[Phrase grounding data]
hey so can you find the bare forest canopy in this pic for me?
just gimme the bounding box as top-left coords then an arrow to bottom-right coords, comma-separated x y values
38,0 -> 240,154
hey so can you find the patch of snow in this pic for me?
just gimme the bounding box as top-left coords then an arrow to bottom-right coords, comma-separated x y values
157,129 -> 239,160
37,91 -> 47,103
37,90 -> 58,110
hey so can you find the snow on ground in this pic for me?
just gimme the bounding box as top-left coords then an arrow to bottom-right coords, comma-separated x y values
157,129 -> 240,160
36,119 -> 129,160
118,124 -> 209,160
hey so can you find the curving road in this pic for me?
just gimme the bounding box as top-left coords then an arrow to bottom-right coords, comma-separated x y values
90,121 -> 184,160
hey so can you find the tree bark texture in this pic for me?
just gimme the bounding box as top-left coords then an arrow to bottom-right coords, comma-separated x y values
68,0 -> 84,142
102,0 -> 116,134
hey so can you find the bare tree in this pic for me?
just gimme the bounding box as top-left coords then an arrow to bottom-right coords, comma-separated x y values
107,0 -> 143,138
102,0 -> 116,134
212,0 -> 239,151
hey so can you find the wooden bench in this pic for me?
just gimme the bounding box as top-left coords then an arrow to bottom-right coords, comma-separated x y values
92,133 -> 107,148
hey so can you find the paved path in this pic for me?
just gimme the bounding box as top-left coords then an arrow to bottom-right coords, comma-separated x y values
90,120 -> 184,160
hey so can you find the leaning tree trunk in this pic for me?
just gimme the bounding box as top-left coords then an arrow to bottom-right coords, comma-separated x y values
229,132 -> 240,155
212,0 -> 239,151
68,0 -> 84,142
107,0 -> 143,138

> [Work order] All the data needs repeating. Return it exactly.

> [Finished exercise]
hey so can you find the bare forest canopy in this pic for me?
just gimme the bounding box as top-left coords then an arrow to bottom-right coords, comma-separated x y values
38,0 -> 240,154
hey so can you find the patch of snow in this pic for me?
just gimme the bounding box as top-left coords then an arrow to bottom-right coords, comma-separated x y values
157,129 -> 239,160
37,91 -> 47,103
37,90 -> 58,110
hey so can you find the snow on ground in this pic for me?
just gimme the bounding box as top-left coords then an arrow to bottom-right coords, comma-separated x y values
157,129 -> 240,160
36,119 -> 129,160
118,124 -> 209,160
hey so can you find the curving road in this pic for me?
just gimme the bounding box as top-left coords then an arrow to bottom-right coords, comma-separated x y values
90,121 -> 184,160
hey so can you find the tree bark texture in this pic for me?
just gimme the bounding box as top-left coords then an arrow to bottom-right coords, comma-separated x y values
68,0 -> 84,142
102,0 -> 116,134
hey so can you find the bare tree in this pic for me?
just gimme the bounding box as top-left coords then an arrow to bottom-right coords, comma-separated x y values
107,0 -> 143,138
102,0 -> 116,134
212,0 -> 239,151
hey so can you find the wooden bench in this pic for me?
just gimme the bounding box as top-left coords then an arrow to bottom-right coords, comma-separated x y values
92,133 -> 107,148
hey so can you find the paved path in this pic for me?
just gimme the bounding box as top-left coords then an arrow to bottom-right coords, comma-separated x y values
90,120 -> 184,160
hey so can you find the leaning tree trunk in this pic for me?
just gimme the bounding box as top-left coords then an arrow to bottom-right coords, comma-separated x y values
229,132 -> 240,155
212,0 -> 239,151
68,0 -> 84,142
107,0 -> 143,138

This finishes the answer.